**WRITTEN INSTRUCTION:**
Please reproduce only the data starting at the line that contains "Target: overcast sky" and ending at the line that contains "x=316, y=100", both lines included, keeping every line in order. Raise each x and y coordinate in the answers by 11.

**PROVIDED MATERIAL:**
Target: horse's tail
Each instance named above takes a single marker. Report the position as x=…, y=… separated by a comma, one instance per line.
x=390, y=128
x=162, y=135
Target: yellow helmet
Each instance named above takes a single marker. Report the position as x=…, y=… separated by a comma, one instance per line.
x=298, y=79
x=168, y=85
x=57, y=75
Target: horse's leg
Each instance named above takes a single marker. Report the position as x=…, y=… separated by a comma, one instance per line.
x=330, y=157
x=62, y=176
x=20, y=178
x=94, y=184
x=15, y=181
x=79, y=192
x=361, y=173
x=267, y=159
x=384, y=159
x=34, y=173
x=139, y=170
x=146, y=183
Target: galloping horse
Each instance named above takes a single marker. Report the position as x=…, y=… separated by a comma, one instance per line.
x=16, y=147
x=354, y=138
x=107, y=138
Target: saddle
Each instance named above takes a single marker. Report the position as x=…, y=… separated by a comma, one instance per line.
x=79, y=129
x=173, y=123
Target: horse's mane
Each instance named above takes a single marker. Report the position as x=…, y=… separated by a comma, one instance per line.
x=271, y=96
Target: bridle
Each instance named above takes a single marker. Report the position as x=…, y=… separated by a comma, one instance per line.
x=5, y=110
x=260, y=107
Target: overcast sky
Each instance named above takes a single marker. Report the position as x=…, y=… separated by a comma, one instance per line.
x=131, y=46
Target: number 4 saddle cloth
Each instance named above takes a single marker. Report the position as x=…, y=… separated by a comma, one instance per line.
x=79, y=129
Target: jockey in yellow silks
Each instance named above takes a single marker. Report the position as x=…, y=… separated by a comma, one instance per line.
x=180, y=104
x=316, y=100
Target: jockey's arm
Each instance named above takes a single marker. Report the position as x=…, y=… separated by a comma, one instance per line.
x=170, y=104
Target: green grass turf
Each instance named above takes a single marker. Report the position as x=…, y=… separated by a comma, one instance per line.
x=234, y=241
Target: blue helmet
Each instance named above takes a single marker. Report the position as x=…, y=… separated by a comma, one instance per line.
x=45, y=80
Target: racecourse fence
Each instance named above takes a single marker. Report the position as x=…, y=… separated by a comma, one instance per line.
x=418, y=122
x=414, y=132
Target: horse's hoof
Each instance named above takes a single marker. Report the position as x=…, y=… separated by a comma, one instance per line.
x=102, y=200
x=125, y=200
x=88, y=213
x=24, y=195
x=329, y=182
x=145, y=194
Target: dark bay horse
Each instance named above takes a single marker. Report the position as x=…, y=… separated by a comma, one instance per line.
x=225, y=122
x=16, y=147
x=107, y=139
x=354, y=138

**OUTPUT FOR THIS EXERCISE:**
Target: overcast sky
Each instance named above takes a single marker. Report the position as x=…, y=… separated by a comma, one instance per line.
x=142, y=57
Target: number 4 saddle cloth
Each instance named above takes a single marker. Report the position as x=…, y=… separated by a comma, one instance per line.
x=90, y=140
Target: jockey in yellow silks
Each instance named above takes a single marker. Report the position as x=…, y=… separated by a comma, one instance per line.
x=191, y=115
x=327, y=111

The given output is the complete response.